◆ PROBLEM TO SOLVE
Return exactly the lines that run from the one containing "Guideline: the keypoint for each instance of the floodlight mast" to the end of the entries, with both ends included.

--- THE RECORDS ---

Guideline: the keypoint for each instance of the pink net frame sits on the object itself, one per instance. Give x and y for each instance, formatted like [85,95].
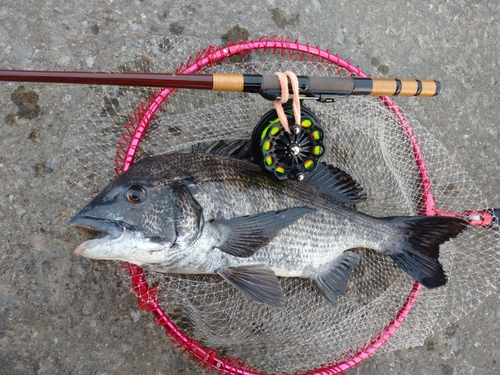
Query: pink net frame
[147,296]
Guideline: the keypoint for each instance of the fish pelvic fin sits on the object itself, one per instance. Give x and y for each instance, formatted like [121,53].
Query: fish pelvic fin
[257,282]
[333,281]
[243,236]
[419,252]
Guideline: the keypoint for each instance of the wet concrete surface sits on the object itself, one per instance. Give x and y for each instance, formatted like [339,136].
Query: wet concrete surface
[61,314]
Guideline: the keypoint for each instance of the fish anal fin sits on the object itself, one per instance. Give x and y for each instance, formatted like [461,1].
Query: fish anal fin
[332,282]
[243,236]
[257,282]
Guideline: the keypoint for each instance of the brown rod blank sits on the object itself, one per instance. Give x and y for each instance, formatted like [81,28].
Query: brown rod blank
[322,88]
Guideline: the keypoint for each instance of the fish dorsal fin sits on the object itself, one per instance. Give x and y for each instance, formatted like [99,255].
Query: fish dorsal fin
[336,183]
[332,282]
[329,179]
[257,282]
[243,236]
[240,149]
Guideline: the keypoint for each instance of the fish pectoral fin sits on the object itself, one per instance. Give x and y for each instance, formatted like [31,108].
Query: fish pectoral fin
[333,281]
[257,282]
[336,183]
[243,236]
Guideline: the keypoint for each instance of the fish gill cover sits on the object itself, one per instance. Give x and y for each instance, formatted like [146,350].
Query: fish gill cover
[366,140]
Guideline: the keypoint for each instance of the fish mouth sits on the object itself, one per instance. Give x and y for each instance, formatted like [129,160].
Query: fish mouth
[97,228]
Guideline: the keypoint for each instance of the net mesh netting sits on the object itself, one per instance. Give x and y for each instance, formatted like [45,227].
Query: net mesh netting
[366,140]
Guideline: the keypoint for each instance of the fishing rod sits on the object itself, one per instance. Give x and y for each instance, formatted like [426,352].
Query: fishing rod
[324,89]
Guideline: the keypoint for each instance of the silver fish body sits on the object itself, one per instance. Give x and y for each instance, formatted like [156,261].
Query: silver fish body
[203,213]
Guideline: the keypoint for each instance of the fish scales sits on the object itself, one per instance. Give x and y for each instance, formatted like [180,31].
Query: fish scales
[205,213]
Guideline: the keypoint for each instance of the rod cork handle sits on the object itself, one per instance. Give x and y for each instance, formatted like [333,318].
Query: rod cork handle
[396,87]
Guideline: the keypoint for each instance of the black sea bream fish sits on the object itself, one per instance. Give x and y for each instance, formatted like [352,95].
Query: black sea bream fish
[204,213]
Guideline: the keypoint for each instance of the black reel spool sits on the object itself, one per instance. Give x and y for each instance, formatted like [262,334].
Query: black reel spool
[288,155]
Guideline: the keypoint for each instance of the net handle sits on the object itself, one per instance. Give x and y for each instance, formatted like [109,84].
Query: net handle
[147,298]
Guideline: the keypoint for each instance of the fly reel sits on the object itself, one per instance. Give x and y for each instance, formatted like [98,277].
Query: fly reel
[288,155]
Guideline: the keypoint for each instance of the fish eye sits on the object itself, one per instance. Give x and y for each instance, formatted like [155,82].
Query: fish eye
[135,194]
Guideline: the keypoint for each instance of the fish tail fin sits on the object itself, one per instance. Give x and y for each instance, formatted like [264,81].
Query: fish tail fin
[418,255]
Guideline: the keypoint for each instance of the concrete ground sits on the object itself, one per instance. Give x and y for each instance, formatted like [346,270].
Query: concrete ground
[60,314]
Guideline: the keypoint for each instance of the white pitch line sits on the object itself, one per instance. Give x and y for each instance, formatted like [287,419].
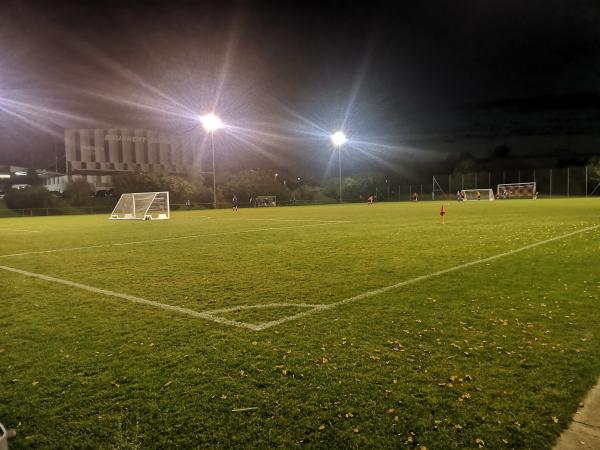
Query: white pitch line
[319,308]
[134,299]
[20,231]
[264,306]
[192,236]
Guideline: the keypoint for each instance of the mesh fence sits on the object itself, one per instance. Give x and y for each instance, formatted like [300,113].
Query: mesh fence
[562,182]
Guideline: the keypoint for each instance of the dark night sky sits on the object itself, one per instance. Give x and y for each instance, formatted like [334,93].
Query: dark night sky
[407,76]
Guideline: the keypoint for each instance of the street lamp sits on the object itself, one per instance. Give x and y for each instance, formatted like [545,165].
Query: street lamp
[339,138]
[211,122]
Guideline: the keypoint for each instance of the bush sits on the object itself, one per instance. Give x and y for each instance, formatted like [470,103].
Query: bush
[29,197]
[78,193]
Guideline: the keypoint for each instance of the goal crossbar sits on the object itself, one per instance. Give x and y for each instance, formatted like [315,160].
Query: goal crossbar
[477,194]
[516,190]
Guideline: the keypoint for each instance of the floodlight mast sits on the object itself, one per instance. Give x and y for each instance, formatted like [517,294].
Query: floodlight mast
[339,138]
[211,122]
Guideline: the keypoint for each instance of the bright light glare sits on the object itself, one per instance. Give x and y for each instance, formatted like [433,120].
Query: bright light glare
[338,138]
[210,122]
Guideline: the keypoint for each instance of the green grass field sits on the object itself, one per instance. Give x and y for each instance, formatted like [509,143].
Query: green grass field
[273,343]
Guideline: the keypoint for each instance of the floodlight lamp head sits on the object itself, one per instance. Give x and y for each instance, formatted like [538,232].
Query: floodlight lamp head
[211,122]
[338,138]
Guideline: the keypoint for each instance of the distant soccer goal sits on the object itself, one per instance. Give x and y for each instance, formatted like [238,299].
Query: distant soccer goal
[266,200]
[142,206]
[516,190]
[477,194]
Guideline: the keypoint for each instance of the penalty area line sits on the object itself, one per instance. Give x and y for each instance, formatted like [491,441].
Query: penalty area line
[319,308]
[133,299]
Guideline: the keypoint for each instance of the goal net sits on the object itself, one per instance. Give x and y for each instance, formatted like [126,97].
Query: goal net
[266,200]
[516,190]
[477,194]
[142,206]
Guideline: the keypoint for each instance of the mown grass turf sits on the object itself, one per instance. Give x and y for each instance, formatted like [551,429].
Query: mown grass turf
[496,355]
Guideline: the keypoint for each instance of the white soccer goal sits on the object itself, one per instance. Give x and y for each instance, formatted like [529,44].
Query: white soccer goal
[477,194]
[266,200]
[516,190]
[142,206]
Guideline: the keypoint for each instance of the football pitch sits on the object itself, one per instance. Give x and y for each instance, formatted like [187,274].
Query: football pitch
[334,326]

---

◆ ANSWER IN FULL
Guideline: the keypoint for each instance of the floodlight mast sits on the object itself, one per instance. Give x and y for each instance, formatted like [517,294].
Query: floodlight mast
[339,138]
[211,122]
Guideline: the keypoint for each instance of the bright light glare sits on the object itself, one per instance. Give x and y for each instance, formatted like [433,120].
Query: bright light glare
[338,138]
[210,122]
Guideline: the keypoint for each instance of the green grass field sits on the object itself, one per instance. Give x and y for each instance, formatted like [509,143].
Query: green grass field
[273,343]
Guideline: the keypoint for each instance of the floodlight lamp head sits on the object itself, one per instance. Give x and y for each instance, formatted like [538,232].
Query: floodlight lamp head
[211,122]
[338,138]
Guideline: the keypoint for each instance of the distant soccer goal sits on the object itself, one per instance. Give x and y for each instance, formatted like [238,299].
Query: distant soccer goal
[266,200]
[142,206]
[516,190]
[477,194]
Guideline: the keypoint for each instance of the penalty area line sits on the object itself, one per instance. Give x and y for each instance, formatted like [491,441].
Query: penalty area line
[319,308]
[133,299]
Guideline: the keypoint for each instance of the goal net sits on the object itself, one per instance. Give x and y for each instance, formatted like [126,97].
Query: goal net
[266,200]
[516,190]
[477,194]
[142,206]
Guideline: the keypoint for each instance of the mown grass turf sits on the object itself, one per instance. Give x and y for each instance, formatted like [551,429].
Query: mown grass turf
[496,355]
Guideline: the keypoint for each instance of the white soccer goal sits on the object itself, one per instance. Give x and y for each instance, formatted like [529,44].
Query: white soccer goal
[477,194]
[266,200]
[516,190]
[142,206]
Guideline: the keypoint for each instance of the football pitch sits on the object itself, one per instance. Give x and y for each instance, formatted like [187,274].
Query: football pitch
[334,326]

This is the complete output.